TEXT EXTRACT
Lea, who hails from a family of entertainers that includes the 1950s Canadian TV icon Shirley Harmer, began a side career as an opera performer in 2002, and in February 2005 undertook his first on-stage solo in a performance of Gioacchino Rossini's The Barber of Seville.

He was the director of facilities at Hart House at the University of Toronto, where as part of a team he won a Green Innovation Award in 2010, for a project to utilise electrical power generated from exercise bikes. For many years he was vice-President of the Toronto Opera Repertoire, and is now President of Toronto City Opera.

Lea lives in Toronto.

===Green Party leadership===
Lea was the leader of the Green Party of Canada from 1990 to 1996. The Green Party of Canada's internal organization was very decentralized in the early 1990s, and its leadership position was seen as a nominal title. In his time as leader though, Lea worked to create a more usual party structure. Lea started Green Canada, the party's internal members' newspaper (which later became Green Canada Vert before it was absorbed into the Green Party of Canada web pages). Lea initiated the practice of having regular teleconference meetings of the party's council. Aided by de Jong and Steve Kisby, Lea was the first to compile a comprehensive Green Party policy document for electronic distribution. Lea was the first Green Party of Canada leader to do a national tour (from Halifax to Clayoquot Sound, by bike, rail and air, during the 1993 federal election) and was the first to represent the party in a nationally televised debate. Lea created TV commercials and print advertising for elections and the 1992 Meech Lake Accord referendum. He advocated for a unified corporate identity for the party, and designed the first Green Party logo to be used nationally.

As leader, Lea made presentations to royal commissions on electoral reform and on financing the CBC, sometimes in French. As well Lea helped to organize party conferences and took part in legal challenges against the broadcast consortium that regulates the televised debates during the election period.

In 1994, to settle an impasse between the U.S. Committees of Correspondence (the national green party) and the California Green Party over representation to the 1995 World Green Coordination meeting in Mexico City, Lea organized an international election covering Canada, the U.S and the Caribbean, electing Ontario's Ella Haley and New Jersey's Anila Walkin.

OBJECTIVE A
According to the text about Lea, which years did Lea serve as leader of the Green Party of Canada?
OBJECTIVE B
Show every line of the rows that contains the string "surface". Case counts.

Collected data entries
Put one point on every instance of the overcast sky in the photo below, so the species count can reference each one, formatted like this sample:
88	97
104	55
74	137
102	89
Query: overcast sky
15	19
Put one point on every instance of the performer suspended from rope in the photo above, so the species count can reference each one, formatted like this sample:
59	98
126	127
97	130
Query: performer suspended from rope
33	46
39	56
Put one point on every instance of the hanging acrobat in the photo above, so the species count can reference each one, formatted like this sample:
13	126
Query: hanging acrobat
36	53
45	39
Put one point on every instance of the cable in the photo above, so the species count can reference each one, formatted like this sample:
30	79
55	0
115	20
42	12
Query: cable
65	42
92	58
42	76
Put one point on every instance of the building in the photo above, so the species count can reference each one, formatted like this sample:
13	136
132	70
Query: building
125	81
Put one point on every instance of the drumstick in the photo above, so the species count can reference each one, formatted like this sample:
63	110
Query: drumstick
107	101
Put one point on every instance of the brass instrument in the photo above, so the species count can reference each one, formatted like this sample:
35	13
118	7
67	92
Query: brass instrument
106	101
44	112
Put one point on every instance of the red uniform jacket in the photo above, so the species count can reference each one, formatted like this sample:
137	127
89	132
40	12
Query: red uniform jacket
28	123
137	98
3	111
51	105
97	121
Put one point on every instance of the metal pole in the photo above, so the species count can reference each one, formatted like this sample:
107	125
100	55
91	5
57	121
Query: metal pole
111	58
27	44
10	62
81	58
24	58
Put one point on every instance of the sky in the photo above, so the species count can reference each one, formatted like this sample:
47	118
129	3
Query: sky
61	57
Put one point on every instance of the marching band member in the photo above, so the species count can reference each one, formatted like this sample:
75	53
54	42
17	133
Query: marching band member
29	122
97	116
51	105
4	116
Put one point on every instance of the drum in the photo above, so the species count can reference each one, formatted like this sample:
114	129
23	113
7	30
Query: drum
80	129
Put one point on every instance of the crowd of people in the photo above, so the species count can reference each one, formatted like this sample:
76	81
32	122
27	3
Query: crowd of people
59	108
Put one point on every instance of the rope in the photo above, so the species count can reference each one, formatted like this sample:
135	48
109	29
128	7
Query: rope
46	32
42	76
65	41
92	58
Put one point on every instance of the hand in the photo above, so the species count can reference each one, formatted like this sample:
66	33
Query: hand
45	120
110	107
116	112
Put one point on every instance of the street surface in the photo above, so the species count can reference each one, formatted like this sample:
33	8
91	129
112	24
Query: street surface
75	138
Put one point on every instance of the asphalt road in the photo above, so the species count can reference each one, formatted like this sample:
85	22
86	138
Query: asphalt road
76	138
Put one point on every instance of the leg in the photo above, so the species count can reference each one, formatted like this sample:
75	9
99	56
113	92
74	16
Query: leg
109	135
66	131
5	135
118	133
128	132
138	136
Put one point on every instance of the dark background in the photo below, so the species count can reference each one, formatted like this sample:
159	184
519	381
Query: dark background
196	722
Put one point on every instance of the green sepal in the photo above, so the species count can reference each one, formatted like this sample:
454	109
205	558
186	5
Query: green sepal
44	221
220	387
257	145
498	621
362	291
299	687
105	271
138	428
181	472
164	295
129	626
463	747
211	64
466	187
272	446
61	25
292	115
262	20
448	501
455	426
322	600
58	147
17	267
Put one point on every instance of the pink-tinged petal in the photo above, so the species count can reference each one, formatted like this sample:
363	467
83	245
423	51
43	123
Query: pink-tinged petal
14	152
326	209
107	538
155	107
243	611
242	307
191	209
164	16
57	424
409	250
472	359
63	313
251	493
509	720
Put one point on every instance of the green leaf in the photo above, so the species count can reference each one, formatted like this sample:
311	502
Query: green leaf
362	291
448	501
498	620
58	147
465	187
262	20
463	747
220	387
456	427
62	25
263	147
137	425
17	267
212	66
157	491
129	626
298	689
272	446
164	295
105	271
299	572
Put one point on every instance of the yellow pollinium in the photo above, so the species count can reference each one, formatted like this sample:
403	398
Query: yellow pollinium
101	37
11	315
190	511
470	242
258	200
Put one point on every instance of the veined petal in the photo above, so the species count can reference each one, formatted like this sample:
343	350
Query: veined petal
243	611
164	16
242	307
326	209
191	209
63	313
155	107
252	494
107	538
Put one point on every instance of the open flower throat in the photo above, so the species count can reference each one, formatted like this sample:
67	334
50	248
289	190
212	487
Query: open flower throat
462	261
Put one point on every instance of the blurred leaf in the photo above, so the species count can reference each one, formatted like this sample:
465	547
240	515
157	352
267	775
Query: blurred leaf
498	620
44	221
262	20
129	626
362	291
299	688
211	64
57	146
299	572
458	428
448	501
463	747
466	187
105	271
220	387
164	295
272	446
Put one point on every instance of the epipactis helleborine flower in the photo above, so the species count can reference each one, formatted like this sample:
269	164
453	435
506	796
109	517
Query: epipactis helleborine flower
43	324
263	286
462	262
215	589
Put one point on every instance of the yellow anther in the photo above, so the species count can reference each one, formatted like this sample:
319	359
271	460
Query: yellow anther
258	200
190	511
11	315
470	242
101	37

TASK SOLUTION A
From 1990 to 1996.

TASK SOLUTION B
Put one point on every instance of the street surface in the photo above, so the species count can reference each one, formatted like this sample:
Query: street surface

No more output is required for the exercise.